* Excerpt:
* start *

We agree with the assessment made by the district court that the prosecutor's comments regarding the presumption of innocence could have been more artfully made; however, given the context of the entire record, we cannot say that they materially influenced the jury in reaching its verdict on the DUI charge, and therefore, they do not constitute reversible error. In a jury trial of a criminal case, harmless error exists when there is some incorrect conduct by the trial court which, on review of the entire record, did not materially influence the jury in reaching a verdict adverse to a substantial right of the defendant. State v. Kula, 260 Neb. 183, 616 N.W.2d 313 (2000). The jury was correctly instructed concerning the presumption of innocence by the trial court in both its preliminary and its final instructions. The trial court did not err in overruling Dudney's objections to the prosecutor's remarks concerning the presumption of innocence.


Discovery of 911 Tape and Monday's Written Statement.


Dudney next asserts that the trial court erred by failing to grant relief to the defense for the prosecution's failure to provide court-ordered discovery items, which included Monday's written statement and an audiotape of the call Monday placed to the 911 emergency dispatch service (911 tape). At trial, when Monday first testified that she provided a written statement to Jensen of what happened on the night in question, the parties' attorneys had a discussion with the court outside the presence of the jury. Dudney's attorney indicated that he had never received a copy of this written statement and objected to its not having been previously provided to him. The prosecutor indicated his recollection that the statement had been included as a part of the discovery items provided to the defense. The court noted Dudney's objection, directed the county attorney to make a copy of the statement available to Dudney over the noon recess, and told Dudney's attorney that he could make any motion he wanted on the resumption of trial. When trial resumed after the noon recess, Dudney's attorney made an objection "for the record" to the prosecution's providing the statement "late in this case." The court again noted the objection but made no specific ruling. The written statement was eventually offered as an exhibit by Dudney's attorney during his examination of Monday and was received into evidence by the trial court.

* end *

[Entries drawn from a collection]
* start *

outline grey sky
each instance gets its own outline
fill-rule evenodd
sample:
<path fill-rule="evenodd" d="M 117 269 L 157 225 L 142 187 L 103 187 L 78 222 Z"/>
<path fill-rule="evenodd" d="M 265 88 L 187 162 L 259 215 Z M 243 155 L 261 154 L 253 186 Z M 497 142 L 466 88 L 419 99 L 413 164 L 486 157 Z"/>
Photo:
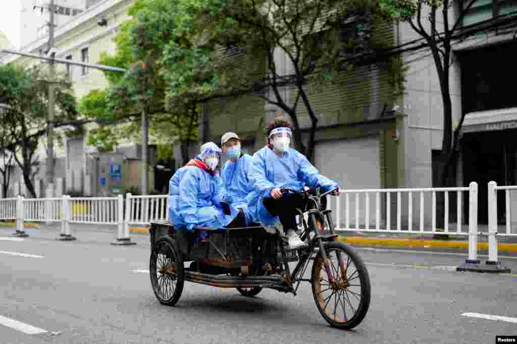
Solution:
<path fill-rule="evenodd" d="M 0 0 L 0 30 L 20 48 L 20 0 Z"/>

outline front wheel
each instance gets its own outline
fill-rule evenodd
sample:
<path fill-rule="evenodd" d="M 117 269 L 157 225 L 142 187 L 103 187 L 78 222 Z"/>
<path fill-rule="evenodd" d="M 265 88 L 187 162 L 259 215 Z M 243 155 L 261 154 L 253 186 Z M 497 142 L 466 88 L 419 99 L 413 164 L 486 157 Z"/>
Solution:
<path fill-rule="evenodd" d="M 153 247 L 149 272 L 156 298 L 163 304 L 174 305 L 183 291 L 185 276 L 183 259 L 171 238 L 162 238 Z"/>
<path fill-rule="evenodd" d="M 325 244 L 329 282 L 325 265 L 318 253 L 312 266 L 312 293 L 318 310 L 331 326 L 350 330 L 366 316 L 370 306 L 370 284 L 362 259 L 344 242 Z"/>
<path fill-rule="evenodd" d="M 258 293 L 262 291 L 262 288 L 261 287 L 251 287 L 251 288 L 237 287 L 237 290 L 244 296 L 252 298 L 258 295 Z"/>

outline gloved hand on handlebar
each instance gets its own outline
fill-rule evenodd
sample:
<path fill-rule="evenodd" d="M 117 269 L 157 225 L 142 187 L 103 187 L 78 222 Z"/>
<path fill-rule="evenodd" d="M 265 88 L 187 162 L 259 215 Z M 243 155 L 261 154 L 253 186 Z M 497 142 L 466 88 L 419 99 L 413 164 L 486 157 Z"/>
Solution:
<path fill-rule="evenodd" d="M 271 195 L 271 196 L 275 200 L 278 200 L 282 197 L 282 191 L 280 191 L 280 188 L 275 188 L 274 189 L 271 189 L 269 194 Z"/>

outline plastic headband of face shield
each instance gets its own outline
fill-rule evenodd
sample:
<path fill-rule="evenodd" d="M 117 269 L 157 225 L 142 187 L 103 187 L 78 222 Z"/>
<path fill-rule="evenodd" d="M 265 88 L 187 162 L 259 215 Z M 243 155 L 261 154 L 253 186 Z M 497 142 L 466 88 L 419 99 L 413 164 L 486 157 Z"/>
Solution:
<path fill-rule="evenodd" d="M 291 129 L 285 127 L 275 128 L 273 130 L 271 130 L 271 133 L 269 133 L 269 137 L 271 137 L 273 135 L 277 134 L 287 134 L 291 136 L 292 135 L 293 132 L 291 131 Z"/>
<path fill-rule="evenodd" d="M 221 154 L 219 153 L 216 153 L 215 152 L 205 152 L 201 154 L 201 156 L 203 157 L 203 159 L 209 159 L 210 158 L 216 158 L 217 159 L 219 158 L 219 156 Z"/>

* end *

* What you will do:
1. According to the court opinion, in which instructions did the trial court correctly tell the jury about the presumption of innocence?
2. In the court opinion, what steps did the trial court take after Dudney's attorney first objected that he had never received Monday's written statement? List every one.
3. Condense the paragraph of the court opinion that begins "Dudney next asserts" into a short list that keeps its main facts.
These entries have no connection to the court opinion.

* Expected results:
1. It did so in both its preliminary and its final instructions.

2.
- It noted Dudney's objection.
- It directed the county attorney to make a copy of the statement available to Dudney over the noon recess.
- It told Dudney's attorney that he could make any motion he wanted when trial resumed.

3.
- Dudney argues the trial court erred by not granting relief when the prosecution failed to provide court-ordered discovery items: Monday's written statement and the 911 tape.
- When Monday testified that she had given Jensen a written statement, the attorneys conferred with the court outside the jury's presence.
- Dudney's attorney said he had never received the statement and objected. The prosecutor recalled that it had been part of the discovery provided.
- The court noted the objection, had the county attorney make a copy available over the noon recess, and allowed the defense to make any motion when trial resumed.
- After the recess, Dudney's attorney objected "for the record" to the late disclosure. The court noted it but made no specific ruling.
- Dudney's attorney later offered the statement as an exhibit, and the court received it into evidence.